__Excerpted passage__

To begin with, we would rather not be killed or otherwise violently assaulted.

“But wait! I don’t want that, either!”

Well, no. But do you think about it all the time? Is preventing violent assault or murder part of your daily routine, rather than merely something you do when you venture into war zones?
Oh, yes, I am so sorry that I do not venture forth in search of evil-doers who are committing rape, let me just go grab my shoes and I will do that right now.

FUCK OFF. Rape is bad, yes, but I have something called a LIFE that I have to attend to. If I see something bad happening, yes I will try to stop it, but I can't be EVERYWHERE at once. Maybe once they perfect cloning, I'll make a clone to go out and stop every rapist on the planet, but until then, I am only human, and can only do so much.
At least, that's the impression that I get out of that part.

While you may assume that none of the men you know are rapists, I can assure you that at least one is. Consider: if every rapist commits an average of ten rapes (a horrifying number, isn’t it?) then the concentration of rapists in the population is still a little over one in sixty. That means four in my graduating class in high school. One among my coworkers. One in the subway car at rush hour. Eleven who work out at my gym.

__Information given__
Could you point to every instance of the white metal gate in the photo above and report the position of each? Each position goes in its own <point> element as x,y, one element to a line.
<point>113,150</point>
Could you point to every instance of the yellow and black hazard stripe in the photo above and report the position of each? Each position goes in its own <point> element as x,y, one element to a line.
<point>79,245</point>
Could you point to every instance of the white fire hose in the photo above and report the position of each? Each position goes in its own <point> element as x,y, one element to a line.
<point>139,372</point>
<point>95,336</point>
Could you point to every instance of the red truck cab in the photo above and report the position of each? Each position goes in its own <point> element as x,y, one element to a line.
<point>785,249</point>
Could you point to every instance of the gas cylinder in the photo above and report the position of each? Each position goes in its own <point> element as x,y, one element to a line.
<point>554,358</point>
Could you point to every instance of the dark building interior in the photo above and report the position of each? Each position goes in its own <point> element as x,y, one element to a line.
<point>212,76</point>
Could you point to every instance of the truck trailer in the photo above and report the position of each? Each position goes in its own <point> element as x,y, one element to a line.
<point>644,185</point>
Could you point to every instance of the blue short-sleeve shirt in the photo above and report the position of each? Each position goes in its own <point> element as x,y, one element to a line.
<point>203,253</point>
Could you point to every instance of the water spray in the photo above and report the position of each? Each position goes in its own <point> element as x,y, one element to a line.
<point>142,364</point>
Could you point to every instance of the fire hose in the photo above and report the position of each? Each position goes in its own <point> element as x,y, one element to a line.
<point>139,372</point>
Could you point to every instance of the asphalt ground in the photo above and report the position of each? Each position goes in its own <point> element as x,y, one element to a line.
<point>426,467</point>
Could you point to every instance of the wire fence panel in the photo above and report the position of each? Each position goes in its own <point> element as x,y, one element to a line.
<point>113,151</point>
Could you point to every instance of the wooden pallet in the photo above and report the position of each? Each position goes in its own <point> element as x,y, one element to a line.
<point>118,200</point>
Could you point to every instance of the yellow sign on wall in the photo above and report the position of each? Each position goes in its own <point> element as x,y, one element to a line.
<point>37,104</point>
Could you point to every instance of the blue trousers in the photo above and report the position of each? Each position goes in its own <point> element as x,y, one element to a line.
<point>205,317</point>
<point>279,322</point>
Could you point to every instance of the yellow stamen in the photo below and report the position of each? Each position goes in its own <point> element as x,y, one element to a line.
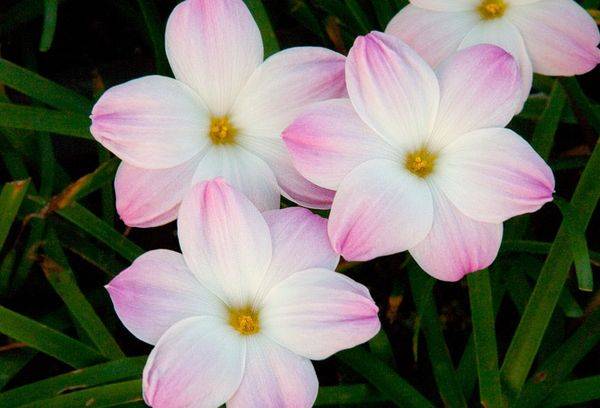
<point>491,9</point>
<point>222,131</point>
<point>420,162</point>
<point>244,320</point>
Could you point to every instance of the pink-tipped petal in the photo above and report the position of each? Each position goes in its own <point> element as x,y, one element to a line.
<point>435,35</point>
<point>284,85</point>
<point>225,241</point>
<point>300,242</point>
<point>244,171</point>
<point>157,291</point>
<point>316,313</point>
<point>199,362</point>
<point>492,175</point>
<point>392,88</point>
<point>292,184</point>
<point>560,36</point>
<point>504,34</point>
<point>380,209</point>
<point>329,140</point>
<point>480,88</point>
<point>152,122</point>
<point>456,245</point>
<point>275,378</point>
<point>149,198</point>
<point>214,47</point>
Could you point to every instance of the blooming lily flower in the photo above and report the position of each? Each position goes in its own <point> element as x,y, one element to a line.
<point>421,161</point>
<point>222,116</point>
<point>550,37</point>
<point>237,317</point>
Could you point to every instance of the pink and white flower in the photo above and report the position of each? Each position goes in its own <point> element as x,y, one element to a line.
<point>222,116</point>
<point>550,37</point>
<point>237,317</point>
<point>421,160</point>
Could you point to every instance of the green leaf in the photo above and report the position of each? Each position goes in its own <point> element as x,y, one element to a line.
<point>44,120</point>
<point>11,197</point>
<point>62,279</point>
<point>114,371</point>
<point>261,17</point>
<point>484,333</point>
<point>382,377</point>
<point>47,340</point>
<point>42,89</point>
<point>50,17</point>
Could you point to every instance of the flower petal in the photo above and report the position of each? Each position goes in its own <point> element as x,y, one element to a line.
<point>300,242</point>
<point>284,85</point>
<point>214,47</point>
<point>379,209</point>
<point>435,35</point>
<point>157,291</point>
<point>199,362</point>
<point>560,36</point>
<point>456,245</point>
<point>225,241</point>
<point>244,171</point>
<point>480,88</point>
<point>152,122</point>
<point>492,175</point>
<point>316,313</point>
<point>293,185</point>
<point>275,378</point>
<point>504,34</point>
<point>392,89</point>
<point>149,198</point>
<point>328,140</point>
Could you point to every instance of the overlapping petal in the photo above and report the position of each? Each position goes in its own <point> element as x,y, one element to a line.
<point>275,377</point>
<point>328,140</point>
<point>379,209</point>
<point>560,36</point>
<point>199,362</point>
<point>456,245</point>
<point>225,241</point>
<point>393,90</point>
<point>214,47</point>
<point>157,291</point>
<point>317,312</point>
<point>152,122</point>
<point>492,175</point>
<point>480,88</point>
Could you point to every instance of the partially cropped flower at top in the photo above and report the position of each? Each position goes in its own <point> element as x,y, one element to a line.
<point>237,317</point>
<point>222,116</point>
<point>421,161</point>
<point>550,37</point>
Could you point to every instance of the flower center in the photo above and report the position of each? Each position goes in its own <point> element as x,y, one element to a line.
==
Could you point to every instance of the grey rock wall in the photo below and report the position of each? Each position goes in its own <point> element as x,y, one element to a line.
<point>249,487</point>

__Exercise A__
According to the passage on the risk of rape, if every rapist commits an average of ten rapes, what is the concentration of rapists in the population?
__Exercise B__
Carry the passage on the risk of rape forward from its last sentence.
The rows have no connection to the passage on the risk of rape.

__Exercise output A__
A little over one in sixty.

__Exercise output B__
Gee, she's just so positive, ain't she folks?

Well, my other male friends aren't rapists, guess I'm it then, huh? Gee, I'm doing a poor job of it, I'd better fix that.

=/

And the rest is shit that no guy who is actually TRYING to approach a woman would do anyways. Any guy who would act like that, isn't going to listen to any of the advice given, and any guy who would listen to the advice, already does the things advised.

I also love how she doesn't get into how Schrödinger’s Rapist could very well be a woman. A rapist doesn't have to be a man, y'know. Oh, wait, that's right, we're focusing on how the EVIL, SCARY men approach women. 'cause, y'know, there are women out there that are evil and scary, but they don't approach men, they simply plan assassinations while riding the subway... and get approached by men.

=.=


In all seriousness, yes, she means well, but she's just too damned one-sided. I hate when people do that.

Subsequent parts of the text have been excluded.